┌──

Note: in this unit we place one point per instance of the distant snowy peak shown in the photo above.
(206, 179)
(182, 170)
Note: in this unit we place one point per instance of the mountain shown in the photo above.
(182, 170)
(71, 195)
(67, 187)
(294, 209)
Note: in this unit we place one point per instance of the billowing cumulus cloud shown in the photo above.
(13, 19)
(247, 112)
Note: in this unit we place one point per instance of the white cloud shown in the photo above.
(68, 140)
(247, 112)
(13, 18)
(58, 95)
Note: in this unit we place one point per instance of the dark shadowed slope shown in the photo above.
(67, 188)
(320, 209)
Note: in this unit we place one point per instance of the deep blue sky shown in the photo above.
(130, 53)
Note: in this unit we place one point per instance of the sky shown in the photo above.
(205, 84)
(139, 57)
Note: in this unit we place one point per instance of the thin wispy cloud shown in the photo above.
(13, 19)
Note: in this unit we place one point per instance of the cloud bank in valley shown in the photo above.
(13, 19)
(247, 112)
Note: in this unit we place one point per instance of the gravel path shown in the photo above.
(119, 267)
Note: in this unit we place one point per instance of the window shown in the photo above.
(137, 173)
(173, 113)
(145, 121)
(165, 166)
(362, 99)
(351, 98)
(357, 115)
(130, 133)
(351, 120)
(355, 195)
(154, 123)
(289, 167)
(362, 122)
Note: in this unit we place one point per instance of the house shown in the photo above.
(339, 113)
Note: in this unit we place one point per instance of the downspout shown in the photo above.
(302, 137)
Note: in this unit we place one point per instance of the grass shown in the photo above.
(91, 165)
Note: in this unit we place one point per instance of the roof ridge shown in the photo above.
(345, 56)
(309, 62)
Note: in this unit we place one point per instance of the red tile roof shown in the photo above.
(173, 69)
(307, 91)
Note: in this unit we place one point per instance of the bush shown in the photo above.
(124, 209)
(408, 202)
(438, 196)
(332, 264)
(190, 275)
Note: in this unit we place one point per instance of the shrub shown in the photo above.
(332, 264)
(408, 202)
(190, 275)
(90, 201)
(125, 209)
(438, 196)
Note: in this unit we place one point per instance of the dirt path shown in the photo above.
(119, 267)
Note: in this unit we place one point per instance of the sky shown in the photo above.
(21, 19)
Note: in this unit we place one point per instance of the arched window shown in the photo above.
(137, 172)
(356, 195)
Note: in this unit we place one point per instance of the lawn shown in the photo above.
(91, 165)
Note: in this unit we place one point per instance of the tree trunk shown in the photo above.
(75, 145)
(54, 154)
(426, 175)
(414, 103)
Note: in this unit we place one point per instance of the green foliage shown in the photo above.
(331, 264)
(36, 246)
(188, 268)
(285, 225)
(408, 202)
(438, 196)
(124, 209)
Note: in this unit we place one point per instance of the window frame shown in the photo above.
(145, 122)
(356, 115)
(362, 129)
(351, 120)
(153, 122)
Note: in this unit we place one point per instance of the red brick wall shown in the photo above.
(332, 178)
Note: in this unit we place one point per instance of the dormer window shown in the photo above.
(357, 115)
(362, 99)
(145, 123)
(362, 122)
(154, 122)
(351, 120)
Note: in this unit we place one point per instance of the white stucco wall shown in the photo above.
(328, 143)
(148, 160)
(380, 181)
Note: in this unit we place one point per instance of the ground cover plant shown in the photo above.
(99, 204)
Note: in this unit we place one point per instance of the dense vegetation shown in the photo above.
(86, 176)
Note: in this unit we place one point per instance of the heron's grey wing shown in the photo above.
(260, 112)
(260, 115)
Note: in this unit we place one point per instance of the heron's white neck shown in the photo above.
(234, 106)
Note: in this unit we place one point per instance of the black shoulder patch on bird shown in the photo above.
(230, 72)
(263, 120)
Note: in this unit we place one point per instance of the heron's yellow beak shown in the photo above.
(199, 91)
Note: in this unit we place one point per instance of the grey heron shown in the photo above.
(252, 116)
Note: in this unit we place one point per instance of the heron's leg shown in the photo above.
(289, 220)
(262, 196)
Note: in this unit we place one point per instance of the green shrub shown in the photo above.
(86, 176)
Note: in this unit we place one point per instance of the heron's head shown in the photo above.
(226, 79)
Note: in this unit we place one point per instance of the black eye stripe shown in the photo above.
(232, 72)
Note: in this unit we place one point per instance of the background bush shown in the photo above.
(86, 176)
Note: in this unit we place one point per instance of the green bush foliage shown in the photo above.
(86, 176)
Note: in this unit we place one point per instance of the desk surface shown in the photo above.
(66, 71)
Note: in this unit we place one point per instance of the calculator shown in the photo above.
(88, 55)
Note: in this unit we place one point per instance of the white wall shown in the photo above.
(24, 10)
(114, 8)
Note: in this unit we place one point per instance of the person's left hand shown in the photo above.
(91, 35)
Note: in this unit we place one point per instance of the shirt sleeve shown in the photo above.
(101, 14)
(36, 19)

└──

# Challenge
Return only the lines running from the line with "head shown in the photo above." to the last line of the records, both included, exactly as written.

# Exercise answer
Note: in this unit we place one point per instance of the heron's head shown in the photo above.
(226, 79)
Note: in this unit we place one point per instance of the black eye stripe shown in the photo above.
(232, 72)
Note: in this unit we place one point per instance of the background bush shown in the photo above.
(86, 176)
Note: in this unit we place one point per instance of the green bush foliage shown in the photo above.
(86, 176)
Note: in this unit we place one point per instance of the desk surface shown in the photo above.
(66, 71)
Note: in this unit we place one point per instance of the calculator shown in the photo above.
(88, 55)
Note: in this unit we place one point per instance of the white wall shown in the photo above.
(24, 10)
(114, 8)
Note: in this unit we place one point per instance of the person's left hand shown in the photo above.
(91, 35)
Note: in this unit we place one point per instance of the shirt sleeve shown in the photo above.
(101, 14)
(36, 19)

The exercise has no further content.